**EXERCISE DIRECTIONS:** Output each of the records below word for word, with every line kept in its original order.

######

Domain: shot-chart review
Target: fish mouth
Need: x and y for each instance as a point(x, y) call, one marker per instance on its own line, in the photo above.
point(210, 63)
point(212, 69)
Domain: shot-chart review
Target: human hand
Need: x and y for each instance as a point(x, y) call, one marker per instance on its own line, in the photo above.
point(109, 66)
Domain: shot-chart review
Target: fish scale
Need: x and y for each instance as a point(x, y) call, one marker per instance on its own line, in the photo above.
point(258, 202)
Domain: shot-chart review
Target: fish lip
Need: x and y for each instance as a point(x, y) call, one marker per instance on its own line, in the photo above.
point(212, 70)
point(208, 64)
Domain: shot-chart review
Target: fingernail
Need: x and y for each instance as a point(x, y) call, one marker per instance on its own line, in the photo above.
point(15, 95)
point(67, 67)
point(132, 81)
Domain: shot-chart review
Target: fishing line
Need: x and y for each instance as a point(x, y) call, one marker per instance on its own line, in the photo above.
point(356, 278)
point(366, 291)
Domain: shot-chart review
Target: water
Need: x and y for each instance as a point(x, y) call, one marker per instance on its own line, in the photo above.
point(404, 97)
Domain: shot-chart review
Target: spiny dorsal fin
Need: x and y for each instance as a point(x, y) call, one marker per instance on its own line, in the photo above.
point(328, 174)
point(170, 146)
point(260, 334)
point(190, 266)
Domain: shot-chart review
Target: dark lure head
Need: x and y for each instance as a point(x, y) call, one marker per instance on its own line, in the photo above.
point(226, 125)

######

**PROBLEM SOLUTION:**
Domain: shot-chart review
Target: fish mouth
Need: x and y for each instance as a point(x, y) call, one marker per instance on its own line, in the photo above.
point(210, 63)
point(212, 69)
Domain: shot-chart review
Target: human hand
Need: x and y for each instance as a point(x, y) call, one marker per instance on its own line, in the photo above.
point(109, 66)
Domain: shot-chart review
Target: fish scale
Need: x and y for each instance as a point(x, y) call, one marker per instance on its own line, in the photo above.
point(258, 202)
Domain: shot-chart review
Target: fish lip
Need: x and y for each instance as a point(x, y) call, one marker per instance on its own line, in the photo above.
point(212, 70)
point(208, 64)
Domain: shot-chart review
Target: fingernail
Need: x and y for each instance as a point(x, y) call, one marker per instance on its own line, in the photo above.
point(15, 95)
point(67, 67)
point(132, 81)
Domain: shot-chart review
Target: fishing line
Need: x and y for each instance as a point(x, y) call, one marker per instance on its own line, in the photo above.
point(356, 278)
point(366, 291)
Domain: shot-chart review
Target: water
Need: x and y for each instance as a point(x, y) call, one marker per instance on its own line, in the photo above.
point(404, 97)
Domain: shot-chart review
Target: spiny dorsal fin
Need: x and y for each instance as a point(x, y) call, one marker per instance on its own line, in the photo above.
point(328, 174)
point(170, 146)
point(260, 334)
point(190, 266)
Domain: shot-chart review
Target: dark lure head
Need: x and y for each instance as a point(x, y) call, one marker per instance on its own line, in the photo above.
point(226, 125)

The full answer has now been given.